:: What the task asks ::
Extract, exactly as written, all lines of the material below from the line that includes "TARGET = wall-mounted light fixture" through its last line.
================================
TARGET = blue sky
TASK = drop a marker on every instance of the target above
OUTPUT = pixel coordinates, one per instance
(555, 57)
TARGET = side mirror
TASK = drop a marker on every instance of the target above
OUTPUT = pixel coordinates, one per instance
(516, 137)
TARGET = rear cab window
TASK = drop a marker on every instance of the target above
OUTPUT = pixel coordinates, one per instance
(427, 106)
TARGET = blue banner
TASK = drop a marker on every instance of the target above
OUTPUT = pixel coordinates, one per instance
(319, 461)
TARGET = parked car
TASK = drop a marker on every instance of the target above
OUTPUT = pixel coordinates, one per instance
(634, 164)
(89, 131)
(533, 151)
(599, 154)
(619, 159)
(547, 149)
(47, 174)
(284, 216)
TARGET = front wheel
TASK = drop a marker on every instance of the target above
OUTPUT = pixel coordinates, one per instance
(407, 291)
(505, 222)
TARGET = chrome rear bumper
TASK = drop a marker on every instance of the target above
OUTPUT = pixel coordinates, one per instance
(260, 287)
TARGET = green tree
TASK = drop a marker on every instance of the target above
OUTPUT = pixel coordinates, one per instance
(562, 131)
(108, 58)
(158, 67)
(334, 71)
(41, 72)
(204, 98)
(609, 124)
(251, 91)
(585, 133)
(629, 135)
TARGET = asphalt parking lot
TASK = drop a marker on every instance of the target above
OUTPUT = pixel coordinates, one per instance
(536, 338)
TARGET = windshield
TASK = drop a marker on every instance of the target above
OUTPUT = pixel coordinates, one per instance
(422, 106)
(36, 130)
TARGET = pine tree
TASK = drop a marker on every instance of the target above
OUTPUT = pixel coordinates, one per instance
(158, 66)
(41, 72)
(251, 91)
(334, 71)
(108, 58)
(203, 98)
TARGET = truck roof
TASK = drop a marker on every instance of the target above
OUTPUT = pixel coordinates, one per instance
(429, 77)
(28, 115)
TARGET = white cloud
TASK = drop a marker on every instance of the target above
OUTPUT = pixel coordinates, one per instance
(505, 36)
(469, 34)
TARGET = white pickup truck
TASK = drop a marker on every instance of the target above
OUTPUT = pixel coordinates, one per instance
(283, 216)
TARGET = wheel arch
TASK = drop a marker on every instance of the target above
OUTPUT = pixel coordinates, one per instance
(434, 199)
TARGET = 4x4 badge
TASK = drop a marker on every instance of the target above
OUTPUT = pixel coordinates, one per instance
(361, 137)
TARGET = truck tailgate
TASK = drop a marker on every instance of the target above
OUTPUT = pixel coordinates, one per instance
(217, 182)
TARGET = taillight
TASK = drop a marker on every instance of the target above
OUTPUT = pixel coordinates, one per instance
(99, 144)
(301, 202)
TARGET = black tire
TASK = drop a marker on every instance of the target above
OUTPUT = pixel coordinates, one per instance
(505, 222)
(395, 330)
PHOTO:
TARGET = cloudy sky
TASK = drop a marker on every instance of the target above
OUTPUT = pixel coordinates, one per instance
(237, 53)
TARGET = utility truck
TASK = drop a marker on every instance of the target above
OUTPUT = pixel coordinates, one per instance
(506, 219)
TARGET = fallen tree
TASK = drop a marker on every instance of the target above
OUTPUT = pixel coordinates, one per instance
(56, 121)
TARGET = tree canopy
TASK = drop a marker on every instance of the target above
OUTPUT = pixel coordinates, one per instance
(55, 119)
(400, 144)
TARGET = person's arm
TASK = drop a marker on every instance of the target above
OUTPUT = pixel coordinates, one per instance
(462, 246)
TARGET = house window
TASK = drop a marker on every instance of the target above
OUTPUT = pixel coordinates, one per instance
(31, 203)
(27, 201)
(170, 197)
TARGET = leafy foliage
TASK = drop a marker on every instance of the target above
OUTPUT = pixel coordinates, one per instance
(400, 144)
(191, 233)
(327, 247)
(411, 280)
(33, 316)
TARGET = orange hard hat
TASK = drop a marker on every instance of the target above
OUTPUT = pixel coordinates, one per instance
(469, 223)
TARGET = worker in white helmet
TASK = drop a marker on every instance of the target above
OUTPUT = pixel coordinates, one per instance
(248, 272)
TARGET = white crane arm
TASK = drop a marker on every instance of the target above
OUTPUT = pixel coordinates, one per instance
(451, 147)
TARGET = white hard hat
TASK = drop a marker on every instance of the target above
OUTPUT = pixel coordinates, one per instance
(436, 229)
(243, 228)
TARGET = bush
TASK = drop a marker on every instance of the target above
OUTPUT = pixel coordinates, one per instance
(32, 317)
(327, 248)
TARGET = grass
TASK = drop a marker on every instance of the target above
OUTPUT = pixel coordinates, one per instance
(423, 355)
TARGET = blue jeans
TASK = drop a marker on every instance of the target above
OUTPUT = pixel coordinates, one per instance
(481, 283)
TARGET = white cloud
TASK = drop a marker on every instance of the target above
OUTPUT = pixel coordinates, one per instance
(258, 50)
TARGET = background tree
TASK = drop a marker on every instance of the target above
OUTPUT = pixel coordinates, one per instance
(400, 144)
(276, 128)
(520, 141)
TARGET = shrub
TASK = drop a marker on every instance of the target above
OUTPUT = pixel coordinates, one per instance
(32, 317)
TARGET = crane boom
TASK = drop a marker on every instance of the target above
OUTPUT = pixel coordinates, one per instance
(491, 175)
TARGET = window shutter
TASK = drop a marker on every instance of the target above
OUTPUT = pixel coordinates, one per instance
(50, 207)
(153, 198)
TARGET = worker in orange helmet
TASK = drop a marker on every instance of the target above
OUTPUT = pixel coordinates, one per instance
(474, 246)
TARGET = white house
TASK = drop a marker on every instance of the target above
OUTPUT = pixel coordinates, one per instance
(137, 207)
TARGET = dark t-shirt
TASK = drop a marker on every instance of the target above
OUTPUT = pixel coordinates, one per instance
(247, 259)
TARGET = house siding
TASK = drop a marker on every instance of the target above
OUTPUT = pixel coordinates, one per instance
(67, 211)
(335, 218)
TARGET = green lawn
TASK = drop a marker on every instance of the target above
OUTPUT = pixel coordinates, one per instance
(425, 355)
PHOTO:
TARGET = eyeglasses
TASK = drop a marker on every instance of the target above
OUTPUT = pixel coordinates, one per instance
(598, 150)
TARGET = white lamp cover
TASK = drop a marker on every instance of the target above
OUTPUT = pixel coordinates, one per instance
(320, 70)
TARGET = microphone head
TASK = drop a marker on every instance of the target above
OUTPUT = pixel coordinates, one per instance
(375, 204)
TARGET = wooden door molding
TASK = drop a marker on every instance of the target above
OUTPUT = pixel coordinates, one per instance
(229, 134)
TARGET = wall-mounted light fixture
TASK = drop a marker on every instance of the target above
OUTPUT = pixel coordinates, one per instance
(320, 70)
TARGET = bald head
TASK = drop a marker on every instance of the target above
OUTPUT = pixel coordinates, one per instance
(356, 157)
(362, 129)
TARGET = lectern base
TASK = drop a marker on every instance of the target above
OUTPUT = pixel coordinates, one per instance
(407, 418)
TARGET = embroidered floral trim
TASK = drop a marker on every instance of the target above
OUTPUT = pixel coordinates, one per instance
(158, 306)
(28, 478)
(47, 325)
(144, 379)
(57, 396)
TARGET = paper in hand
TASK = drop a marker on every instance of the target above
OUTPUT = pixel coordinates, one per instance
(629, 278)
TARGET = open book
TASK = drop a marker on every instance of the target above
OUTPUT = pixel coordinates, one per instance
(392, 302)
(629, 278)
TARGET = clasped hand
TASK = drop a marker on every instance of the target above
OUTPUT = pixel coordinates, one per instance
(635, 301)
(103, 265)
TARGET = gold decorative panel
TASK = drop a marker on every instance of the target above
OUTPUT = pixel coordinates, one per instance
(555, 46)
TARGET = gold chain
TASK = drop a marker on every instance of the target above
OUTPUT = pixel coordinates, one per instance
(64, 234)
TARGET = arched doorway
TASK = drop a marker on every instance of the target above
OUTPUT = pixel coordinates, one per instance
================================
:: Solution to this problem ::
TARGET = wall-mounted light fixture
TASK = drop a marker on every instance of the target above
OUTPUT = pixel coordinates, one per instance
(320, 70)
TARGET = bald head
TASK = drop a marker on every instance of the target above
OUTPUT = pixel coordinates, one per instance
(356, 157)
(362, 129)
TARGET = lectern base
TASK = drop a marker on every instance of the target above
OUTPUT = pixel coordinates, one per instance
(407, 418)
TARGET = embroidered floral trim
TASK = drop a marker on every instance of the target above
OUTPUT = pixel coordinates, one per instance
(158, 306)
(28, 478)
(47, 325)
(144, 379)
(57, 396)
TARGET = paper in hand
TASK = drop a marker on every instance of the target above
OUTPUT = pixel coordinates, one per instance
(629, 278)
TARGET = open book
TASK = drop a marker on every instance of the target above
OUTPUT = pixel coordinates, one per instance
(392, 302)
(629, 278)
TARGET = clasped hand
TASK = drop a marker on every instance of the target above
OUTPUT = pixel coordinates, one per instance
(635, 301)
(103, 265)
TARGET = gold decorative panel
TASK = drop a marker on every instance of the target above
OUTPUT = pixel coordinates, one per instance
(555, 46)
TARGET = gold chain
TASK = drop a marker on every instance of the target above
OUTPUT = pixel coordinates, one per instance
(64, 234)
TARGET = arched doorway
TASK = drop a marker on every instance of the target above
OUTPUT = pixel coordinates, one per instance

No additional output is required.